Each line of the material must be repeated precisely, with the pictures left out.

####

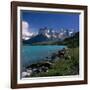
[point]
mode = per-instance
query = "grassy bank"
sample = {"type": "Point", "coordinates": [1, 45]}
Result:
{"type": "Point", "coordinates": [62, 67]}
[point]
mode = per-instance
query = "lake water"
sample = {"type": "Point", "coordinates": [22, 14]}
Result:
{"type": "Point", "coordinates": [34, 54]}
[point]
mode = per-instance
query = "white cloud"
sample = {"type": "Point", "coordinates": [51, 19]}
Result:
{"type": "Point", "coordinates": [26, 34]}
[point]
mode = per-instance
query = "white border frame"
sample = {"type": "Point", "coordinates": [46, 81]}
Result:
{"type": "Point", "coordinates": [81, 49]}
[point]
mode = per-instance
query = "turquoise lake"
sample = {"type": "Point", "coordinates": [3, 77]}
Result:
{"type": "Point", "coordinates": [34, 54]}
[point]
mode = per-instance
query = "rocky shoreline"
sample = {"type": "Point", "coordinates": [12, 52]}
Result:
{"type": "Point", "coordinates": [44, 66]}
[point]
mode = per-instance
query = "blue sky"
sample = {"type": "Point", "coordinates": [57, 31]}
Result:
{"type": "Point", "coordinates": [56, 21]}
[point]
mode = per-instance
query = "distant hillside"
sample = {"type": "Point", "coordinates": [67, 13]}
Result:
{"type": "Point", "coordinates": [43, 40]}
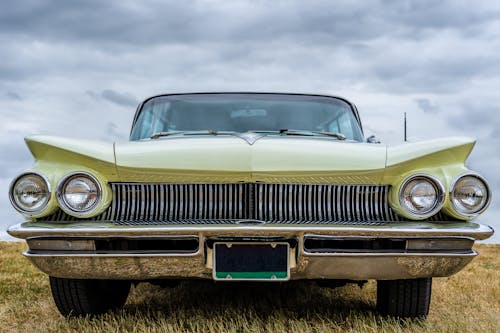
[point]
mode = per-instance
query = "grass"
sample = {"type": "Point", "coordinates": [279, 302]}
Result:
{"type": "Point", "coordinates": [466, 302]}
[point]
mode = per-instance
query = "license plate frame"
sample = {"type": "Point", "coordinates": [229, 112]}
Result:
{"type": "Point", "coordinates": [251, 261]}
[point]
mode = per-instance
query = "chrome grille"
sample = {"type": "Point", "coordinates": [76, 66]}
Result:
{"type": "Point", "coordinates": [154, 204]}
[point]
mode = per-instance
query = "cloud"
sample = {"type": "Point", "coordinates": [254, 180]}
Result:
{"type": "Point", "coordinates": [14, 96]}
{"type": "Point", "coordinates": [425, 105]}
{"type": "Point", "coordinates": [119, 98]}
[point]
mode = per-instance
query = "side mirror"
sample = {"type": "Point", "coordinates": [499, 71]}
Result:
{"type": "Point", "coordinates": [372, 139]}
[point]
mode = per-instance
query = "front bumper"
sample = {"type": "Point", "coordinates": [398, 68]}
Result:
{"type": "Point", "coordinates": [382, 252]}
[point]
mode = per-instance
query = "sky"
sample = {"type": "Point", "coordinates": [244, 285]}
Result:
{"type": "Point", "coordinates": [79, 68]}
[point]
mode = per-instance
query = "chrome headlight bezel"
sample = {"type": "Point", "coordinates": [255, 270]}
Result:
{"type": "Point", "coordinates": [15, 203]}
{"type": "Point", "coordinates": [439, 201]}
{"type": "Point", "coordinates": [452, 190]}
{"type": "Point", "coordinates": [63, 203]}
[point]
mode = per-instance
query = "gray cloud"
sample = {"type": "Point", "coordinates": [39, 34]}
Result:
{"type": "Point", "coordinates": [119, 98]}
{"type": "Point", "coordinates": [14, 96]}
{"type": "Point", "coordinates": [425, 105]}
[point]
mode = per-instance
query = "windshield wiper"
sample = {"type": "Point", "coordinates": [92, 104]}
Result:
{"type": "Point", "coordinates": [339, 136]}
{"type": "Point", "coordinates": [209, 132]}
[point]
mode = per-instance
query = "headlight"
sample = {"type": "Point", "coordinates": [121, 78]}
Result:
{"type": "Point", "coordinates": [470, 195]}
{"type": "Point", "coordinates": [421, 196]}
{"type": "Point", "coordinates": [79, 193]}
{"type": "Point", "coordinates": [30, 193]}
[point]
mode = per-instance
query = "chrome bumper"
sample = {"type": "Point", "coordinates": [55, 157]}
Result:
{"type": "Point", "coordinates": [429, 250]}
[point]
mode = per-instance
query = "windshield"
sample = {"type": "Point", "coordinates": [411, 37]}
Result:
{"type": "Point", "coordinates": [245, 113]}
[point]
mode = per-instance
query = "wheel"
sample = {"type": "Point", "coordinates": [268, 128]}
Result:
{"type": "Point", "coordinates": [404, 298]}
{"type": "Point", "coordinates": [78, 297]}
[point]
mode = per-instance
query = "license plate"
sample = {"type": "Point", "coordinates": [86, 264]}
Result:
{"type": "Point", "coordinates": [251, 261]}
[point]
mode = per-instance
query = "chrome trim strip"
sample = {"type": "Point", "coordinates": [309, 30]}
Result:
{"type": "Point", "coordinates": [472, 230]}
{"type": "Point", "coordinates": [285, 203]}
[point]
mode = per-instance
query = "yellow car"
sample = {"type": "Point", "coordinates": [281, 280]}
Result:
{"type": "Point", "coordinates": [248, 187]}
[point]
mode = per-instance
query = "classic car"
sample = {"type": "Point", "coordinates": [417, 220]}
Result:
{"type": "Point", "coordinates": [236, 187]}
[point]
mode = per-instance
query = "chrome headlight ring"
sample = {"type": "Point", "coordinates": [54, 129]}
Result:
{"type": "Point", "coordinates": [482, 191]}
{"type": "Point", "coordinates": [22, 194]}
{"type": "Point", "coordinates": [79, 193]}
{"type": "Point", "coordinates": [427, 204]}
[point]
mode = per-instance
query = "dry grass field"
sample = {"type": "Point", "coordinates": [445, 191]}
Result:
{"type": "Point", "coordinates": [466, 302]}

####

## COMPLETE ANSWER
[point]
mode = per-instance
query = "grassy bank"
sample = {"type": "Point", "coordinates": [1, 45]}
Result:
{"type": "Point", "coordinates": [62, 67]}
[point]
mode = per-instance
query = "lake water"
sample = {"type": "Point", "coordinates": [22, 14]}
Result:
{"type": "Point", "coordinates": [34, 54]}
[point]
mode = per-instance
query = "white cloud"
sample = {"type": "Point", "coordinates": [51, 19]}
Result:
{"type": "Point", "coordinates": [26, 34]}
[point]
mode = per-instance
query = "white border frame"
sample = {"type": "Point", "coordinates": [46, 81]}
Result:
{"type": "Point", "coordinates": [81, 49]}
[point]
mode = per-instance
query = "turquoise lake"
sample = {"type": "Point", "coordinates": [3, 77]}
Result:
{"type": "Point", "coordinates": [34, 54]}
[point]
mode = per-instance
query = "rocky shoreline"
sample = {"type": "Point", "coordinates": [12, 52]}
Result:
{"type": "Point", "coordinates": [44, 66]}
[point]
mode = per-instance
query = "blue sky"
sample = {"type": "Point", "coordinates": [57, 31]}
Result:
{"type": "Point", "coordinates": [56, 21]}
[point]
mode = per-instance
query = "distant hillside"
sample = {"type": "Point", "coordinates": [67, 13]}
Result:
{"type": "Point", "coordinates": [43, 40]}
[point]
mode = per-instance
query = "grass"
sample = {"type": "Point", "coordinates": [279, 302]}
Result:
{"type": "Point", "coordinates": [466, 302]}
[point]
mode = per-instance
query = "license plate frame"
sample = {"type": "Point", "coordinates": [229, 112]}
Result:
{"type": "Point", "coordinates": [251, 261]}
[point]
mode = per-instance
query = "chrome grille"
sample = {"type": "Point", "coordinates": [76, 66]}
Result:
{"type": "Point", "coordinates": [154, 204]}
[point]
mode = per-instance
query = "cloud"
sample = {"type": "Point", "coordinates": [254, 180]}
Result:
{"type": "Point", "coordinates": [14, 96]}
{"type": "Point", "coordinates": [425, 105]}
{"type": "Point", "coordinates": [119, 98]}
[point]
mode = per-instance
query = "side mirror"
sample = {"type": "Point", "coordinates": [499, 71]}
Result:
{"type": "Point", "coordinates": [372, 139]}
[point]
mode = per-instance
query = "front bumper"
sample = {"type": "Point", "coordinates": [398, 68]}
Result:
{"type": "Point", "coordinates": [382, 252]}
[point]
mode = per-instance
query = "sky"
sample = {"type": "Point", "coordinates": [244, 285]}
Result:
{"type": "Point", "coordinates": [79, 68]}
[point]
mode = per-instance
query = "chrome headlight bezel"
sample = {"type": "Point", "coordinates": [255, 270]}
Result:
{"type": "Point", "coordinates": [15, 203]}
{"type": "Point", "coordinates": [439, 201]}
{"type": "Point", "coordinates": [452, 190]}
{"type": "Point", "coordinates": [63, 203]}
[point]
mode = per-instance
query = "gray cloud"
sample = {"type": "Point", "coordinates": [39, 34]}
Result:
{"type": "Point", "coordinates": [119, 98]}
{"type": "Point", "coordinates": [14, 96]}
{"type": "Point", "coordinates": [425, 105]}
[point]
mode = per-instance
query = "windshield wiper"
sample = {"type": "Point", "coordinates": [92, 104]}
Result:
{"type": "Point", "coordinates": [339, 136]}
{"type": "Point", "coordinates": [209, 132]}
[point]
mode = per-instance
query = "headlight"
sample = {"type": "Point", "coordinates": [121, 78]}
Result:
{"type": "Point", "coordinates": [470, 195]}
{"type": "Point", "coordinates": [421, 196]}
{"type": "Point", "coordinates": [79, 193]}
{"type": "Point", "coordinates": [30, 193]}
[point]
mode = per-instance
query = "chrome bumper"
sample = {"type": "Point", "coordinates": [55, 157]}
Result:
{"type": "Point", "coordinates": [429, 250]}
[point]
mode = per-instance
query = "windshield"
sample = {"type": "Point", "coordinates": [411, 37]}
Result:
{"type": "Point", "coordinates": [245, 113]}
[point]
mode = per-instance
query = "wheel"
sample = {"type": "Point", "coordinates": [268, 128]}
Result:
{"type": "Point", "coordinates": [404, 298]}
{"type": "Point", "coordinates": [78, 297]}
[point]
mode = per-instance
query = "license plate"
sample = {"type": "Point", "coordinates": [86, 264]}
Result:
{"type": "Point", "coordinates": [251, 261]}
[point]
mode = per-instance
query = "chrome trim strip"
sample = {"type": "Point", "coordinates": [309, 30]}
Result:
{"type": "Point", "coordinates": [472, 230]}
{"type": "Point", "coordinates": [285, 203]}
[point]
mode = per-instance
query = "yellow car"
sample = {"type": "Point", "coordinates": [281, 280]}
Result:
{"type": "Point", "coordinates": [248, 187]}
[point]
mode = per-instance
query = "classic car"
sample = {"type": "Point", "coordinates": [417, 220]}
Result:
{"type": "Point", "coordinates": [236, 187]}
[point]
mode = per-instance
query = "chrome headlight ring"
sample = {"type": "Point", "coordinates": [54, 129]}
Result:
{"type": "Point", "coordinates": [482, 191]}
{"type": "Point", "coordinates": [22, 194]}
{"type": "Point", "coordinates": [79, 193]}
{"type": "Point", "coordinates": [427, 204]}
[point]
mode = per-instance
query = "dry grass field"
sample = {"type": "Point", "coordinates": [445, 191]}
Result:
{"type": "Point", "coordinates": [466, 302]}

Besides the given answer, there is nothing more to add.